§ Problems and tasks:
[A] Translate this sentence from the text on the letter tzadi into Spanish: "The tzaddik eats to perfect himself and to get closer to Hashem."
[B] According to the text on the letter tzadi, which chapter of Yeshaya holds the verse that the Arizal explains?
[C] From the text on the letter tzadi, copy the stretch from "There’s a phenomenal" through "l’asid lavo, Mashiach.".

-- Text to read start --

Olam Hazeh L’sheim Shamayim

Chazal tell us that Hashem created the world, “histakeil b’Orisa u’barei alma”, through looking at the Torah. The Torah is the foundation of Hashem’s wisdom that we can learn, and plumb the depths of. Ohr Gedalyahu quotes Sefer HaYitzirah which states says that “himlich os tzadi” the letter of tzadi was made king for Shevat, “b’l’ita”.  What does that word mean?  It means with gulping, with swallowing.  What does that mean?  

We know that the pasuk says by Eisav, “Haliteini nah meiha’adom, ha’adom hazeh.” Give me some of that red stuff.  Yaakov came back from the funeral of Avraham and he said: give me some of that lentil soup. So, “l’ita” means to swallow something very ferociously and inappropriately.  So, says Rav Gedalia Shor:  What’s the p’shat?  The p’shat is that the tzaddik is ochel l’sovah nafsho.  The tzaddik eats to perfect himself and to get closer to Hashem.  And, so on the one hand the tzadi represents the tzaddik who tries to eat l’sheim Shamayim.  In this month, which is Rosh Chodesh for the peiros, fruits, but on the other hand, there’s the l’eita, the physical act which could draw a person down, but yet, when you add the tzadi part, and you act like a tzaddik, then you perfect it.  What we’re trying to do is to use Olam Hazeh, we’re producing things, we’re producing Olam Hazeh, delicious fruit, plants, trees, but we’re using it as a tzaddik, and that’s the point here.  That we’re taking the letter tzadi and we’re being mosheil b’yitzro.

Five Final Letters Are Five Geulos

There’s a phenomenal idea from Arizal which is very complex. Arizal explains the pasuk in Yeshaya 24 “mikanaf ha’aretz zmiros shamanu tzvi l’tzaddik.”  From the corners of the land I heard song, about the hope of the tzaddik.  What does that mean?  He says that the letters of menatzvach, mem, nun, tzaddi, peih, chuf sofis, those five letters are the only five that are found in the Hebrew alphabet twice, one as a regular letter and once as a sofis, at the end of the word. There are two mems, a final mem and regular mem. There are two nuns, tzadi and peih and chuf. Pirkei D’Rebbi Elazar (58) says that those five letters represent five galuyosis that Hashem redeemed four of us from (see there) and the fifth one, the letter tzadi, is for l’asid lavo, Mashiach.

-- Text to read end --
-- Records start --

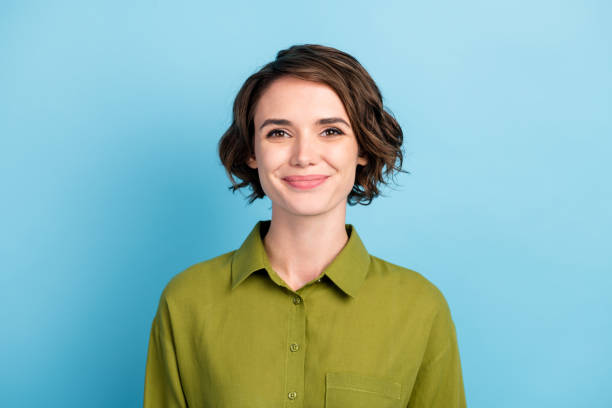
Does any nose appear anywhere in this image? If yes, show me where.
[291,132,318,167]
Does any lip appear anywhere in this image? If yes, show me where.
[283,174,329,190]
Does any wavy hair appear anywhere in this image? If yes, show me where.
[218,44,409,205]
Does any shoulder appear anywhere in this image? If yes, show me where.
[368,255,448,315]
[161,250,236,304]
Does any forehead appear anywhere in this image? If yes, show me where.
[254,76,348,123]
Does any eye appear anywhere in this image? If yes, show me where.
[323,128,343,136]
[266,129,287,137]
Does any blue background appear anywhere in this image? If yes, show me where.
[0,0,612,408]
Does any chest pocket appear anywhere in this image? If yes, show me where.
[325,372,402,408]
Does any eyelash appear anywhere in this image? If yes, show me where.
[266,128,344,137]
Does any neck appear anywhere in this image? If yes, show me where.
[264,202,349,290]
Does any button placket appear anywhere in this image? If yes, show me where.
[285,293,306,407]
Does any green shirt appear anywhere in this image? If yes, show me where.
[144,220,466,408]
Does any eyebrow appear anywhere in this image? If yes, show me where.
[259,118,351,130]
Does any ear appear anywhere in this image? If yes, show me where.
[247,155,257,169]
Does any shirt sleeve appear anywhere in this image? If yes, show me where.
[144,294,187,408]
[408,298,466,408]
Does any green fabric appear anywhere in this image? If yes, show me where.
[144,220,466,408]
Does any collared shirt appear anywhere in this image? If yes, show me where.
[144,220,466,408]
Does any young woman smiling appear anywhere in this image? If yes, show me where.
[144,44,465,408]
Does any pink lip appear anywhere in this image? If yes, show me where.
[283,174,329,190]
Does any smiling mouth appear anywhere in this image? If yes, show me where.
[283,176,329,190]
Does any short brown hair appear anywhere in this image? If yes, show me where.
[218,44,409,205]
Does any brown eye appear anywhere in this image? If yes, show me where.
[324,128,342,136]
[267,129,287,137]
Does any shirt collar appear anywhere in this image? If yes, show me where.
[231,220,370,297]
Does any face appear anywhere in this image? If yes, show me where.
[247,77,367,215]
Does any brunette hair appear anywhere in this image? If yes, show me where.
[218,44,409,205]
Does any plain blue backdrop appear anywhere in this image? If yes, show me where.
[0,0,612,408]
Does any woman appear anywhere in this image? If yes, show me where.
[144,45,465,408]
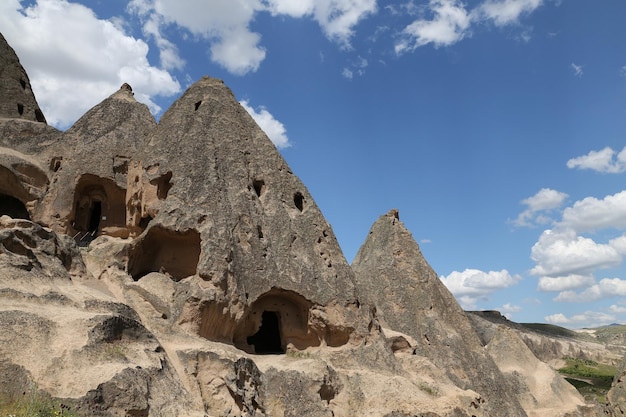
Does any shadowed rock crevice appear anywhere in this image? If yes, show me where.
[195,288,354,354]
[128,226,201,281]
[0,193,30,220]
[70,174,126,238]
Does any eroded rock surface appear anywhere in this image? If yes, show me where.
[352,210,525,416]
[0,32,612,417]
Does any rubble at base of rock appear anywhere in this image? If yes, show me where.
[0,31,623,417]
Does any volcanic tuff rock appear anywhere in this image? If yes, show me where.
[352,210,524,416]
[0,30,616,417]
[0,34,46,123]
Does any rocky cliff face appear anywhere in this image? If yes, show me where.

-- Records end --

§ Worked answers:
[A] El tzaddik come para perfeccionarse a sí mismo y para acercarse más a Hashem.

[B] Chapter 24.

[C]
There’s a phenomenal idea from Arizal which is very complex. Arizal explains the pasuk in Yeshaya 24 “mikanaf ha’aretz zmiros shamanu tzvi l’tzaddik.”  From the corners of the land I heard song, about the hope of the tzaddik.  What does that mean?  He says that the letters of menatzvach, mem, nun, tzaddi, peih, chuf sofis, those five letters are the only five that are found in the Hebrew alphabet twice, one as a regular letter and once as a sofis, at the end of the word. There are two mems, a final mem and regular mem. There are two nuns, tzadi and peih and chuf. Pirkei D’Rebbi Elazar (58) says that those five letters represent five galuyosis that Hashem redeemed four of us from (see there) and the fifth one, the letter tzadi, is for l’asid lavo, Mashiach.